----- RECORDED INFORMATION -----

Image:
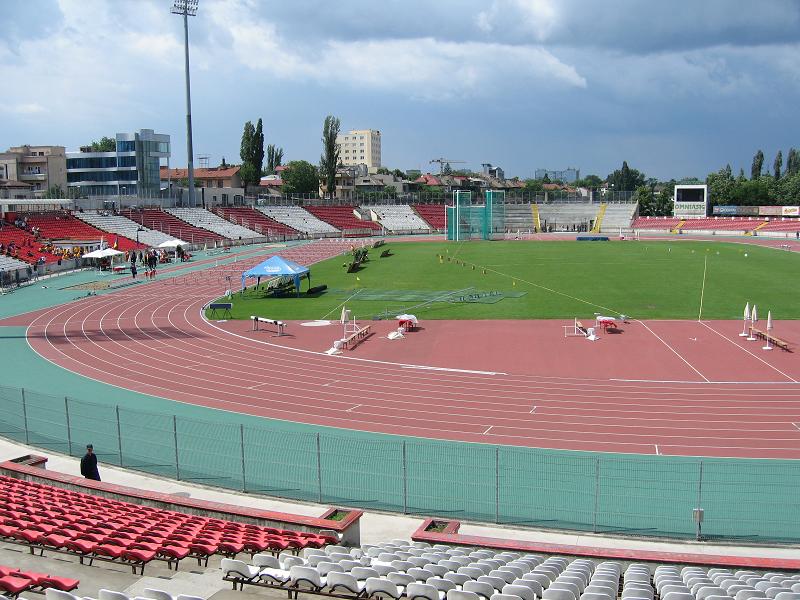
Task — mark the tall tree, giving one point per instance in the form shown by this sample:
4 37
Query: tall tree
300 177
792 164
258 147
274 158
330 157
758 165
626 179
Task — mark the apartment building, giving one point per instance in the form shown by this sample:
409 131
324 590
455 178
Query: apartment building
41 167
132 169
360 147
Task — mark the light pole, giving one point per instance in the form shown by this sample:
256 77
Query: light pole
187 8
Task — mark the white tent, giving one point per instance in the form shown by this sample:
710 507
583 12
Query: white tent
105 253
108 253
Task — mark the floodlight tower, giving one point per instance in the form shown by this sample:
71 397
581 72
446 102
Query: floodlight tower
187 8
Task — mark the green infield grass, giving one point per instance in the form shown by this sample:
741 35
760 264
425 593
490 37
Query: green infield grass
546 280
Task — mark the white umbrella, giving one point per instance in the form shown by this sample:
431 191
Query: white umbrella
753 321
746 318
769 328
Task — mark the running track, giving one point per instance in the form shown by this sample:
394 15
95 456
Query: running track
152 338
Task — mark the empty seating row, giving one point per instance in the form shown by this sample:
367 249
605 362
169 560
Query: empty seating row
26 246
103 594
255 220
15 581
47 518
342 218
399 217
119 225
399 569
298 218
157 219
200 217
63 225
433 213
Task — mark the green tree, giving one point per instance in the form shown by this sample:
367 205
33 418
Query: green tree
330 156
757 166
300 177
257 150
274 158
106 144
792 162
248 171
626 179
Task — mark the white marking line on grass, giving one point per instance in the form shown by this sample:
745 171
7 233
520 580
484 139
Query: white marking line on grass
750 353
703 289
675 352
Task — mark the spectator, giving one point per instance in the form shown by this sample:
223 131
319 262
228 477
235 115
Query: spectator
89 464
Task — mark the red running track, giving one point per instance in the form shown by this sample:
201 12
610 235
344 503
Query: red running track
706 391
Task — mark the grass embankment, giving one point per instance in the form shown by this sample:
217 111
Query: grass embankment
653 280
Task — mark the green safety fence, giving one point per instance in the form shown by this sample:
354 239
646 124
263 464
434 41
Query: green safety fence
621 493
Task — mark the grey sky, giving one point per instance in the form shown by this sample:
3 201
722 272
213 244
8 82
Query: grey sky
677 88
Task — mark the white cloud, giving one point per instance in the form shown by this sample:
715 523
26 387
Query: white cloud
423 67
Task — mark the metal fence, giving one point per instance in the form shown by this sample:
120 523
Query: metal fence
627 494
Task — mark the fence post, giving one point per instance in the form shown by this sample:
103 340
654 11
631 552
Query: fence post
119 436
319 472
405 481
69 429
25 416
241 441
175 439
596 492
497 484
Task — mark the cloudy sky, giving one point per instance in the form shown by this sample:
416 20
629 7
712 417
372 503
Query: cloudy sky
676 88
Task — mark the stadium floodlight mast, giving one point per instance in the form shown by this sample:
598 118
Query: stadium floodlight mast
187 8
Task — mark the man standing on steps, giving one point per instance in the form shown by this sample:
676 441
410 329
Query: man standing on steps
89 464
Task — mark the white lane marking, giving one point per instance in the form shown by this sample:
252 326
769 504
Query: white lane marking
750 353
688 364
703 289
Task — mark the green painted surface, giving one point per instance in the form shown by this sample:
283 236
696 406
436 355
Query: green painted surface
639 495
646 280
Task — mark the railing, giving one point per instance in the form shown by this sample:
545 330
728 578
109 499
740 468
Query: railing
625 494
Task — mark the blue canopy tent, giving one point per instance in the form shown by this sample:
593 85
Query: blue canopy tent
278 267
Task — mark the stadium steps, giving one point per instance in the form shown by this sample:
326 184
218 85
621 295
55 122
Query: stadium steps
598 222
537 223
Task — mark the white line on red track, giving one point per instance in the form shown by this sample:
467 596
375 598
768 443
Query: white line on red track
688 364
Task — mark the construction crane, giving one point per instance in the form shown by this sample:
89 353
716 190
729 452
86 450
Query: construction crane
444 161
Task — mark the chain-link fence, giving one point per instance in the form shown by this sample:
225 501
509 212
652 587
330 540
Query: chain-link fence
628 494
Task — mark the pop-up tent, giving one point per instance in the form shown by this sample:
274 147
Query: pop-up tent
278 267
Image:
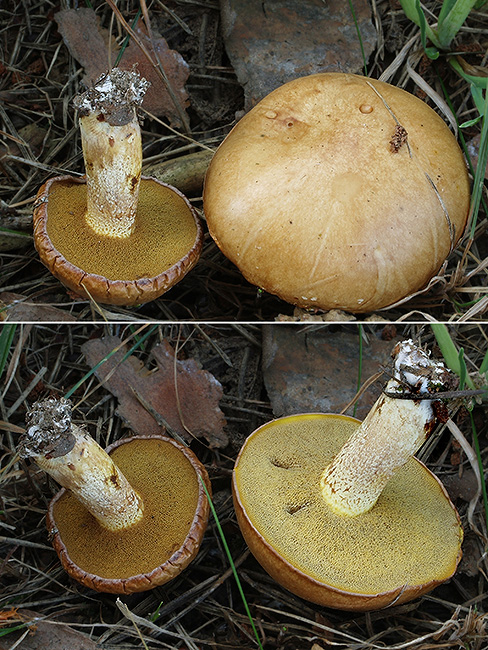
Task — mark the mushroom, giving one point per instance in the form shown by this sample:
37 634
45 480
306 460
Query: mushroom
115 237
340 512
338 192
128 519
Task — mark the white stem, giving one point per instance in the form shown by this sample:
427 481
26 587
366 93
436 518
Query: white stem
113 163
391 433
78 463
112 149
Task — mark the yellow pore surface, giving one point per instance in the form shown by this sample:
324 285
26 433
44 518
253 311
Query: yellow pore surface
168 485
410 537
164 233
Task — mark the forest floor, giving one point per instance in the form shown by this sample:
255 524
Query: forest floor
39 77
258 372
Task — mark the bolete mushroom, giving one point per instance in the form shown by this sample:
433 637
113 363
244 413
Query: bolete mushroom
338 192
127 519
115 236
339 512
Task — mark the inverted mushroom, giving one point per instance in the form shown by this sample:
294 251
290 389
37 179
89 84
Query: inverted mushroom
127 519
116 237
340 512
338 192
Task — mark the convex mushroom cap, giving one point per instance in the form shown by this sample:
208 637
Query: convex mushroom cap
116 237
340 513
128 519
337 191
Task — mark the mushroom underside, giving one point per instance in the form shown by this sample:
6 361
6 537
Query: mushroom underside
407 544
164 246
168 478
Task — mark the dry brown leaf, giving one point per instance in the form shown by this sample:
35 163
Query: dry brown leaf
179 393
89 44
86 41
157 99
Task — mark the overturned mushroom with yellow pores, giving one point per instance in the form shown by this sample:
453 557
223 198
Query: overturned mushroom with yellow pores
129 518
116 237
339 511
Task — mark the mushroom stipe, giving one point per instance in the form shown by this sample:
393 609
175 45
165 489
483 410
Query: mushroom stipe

-----

Transcribe only the trailing portion of the entries above: the line that contains "Task — mark the convex" and each line after it.

Task — mark the convex mushroom cap, giving one point per instance in the form shown by this sample:
208 637
Query: convex mushroom cap
116 237
340 513
128 519
337 191
Task — mark the mushroom underside, giving one point per instance in the form shown by this sample:
6 361
6 537
Query: mushroom underside
407 544
164 246
168 478
Task — mark the dry brown leaf, giving one point per instance in the form shown by this sample:
35 163
Query: dry brown leaf
179 393
89 44
86 41
157 99
Task — mark the overturned mushroom with yellow pores, giving one point per instance in the form shown by this sample:
453 557
223 198
Query: overturned mushroom with yellow pores
129 518
116 237
339 511
Task — mark the mushroom stipe, giving one point per instance in the form shown by this sample:
393 609
175 45
165 489
483 410
Query: mushroom stipe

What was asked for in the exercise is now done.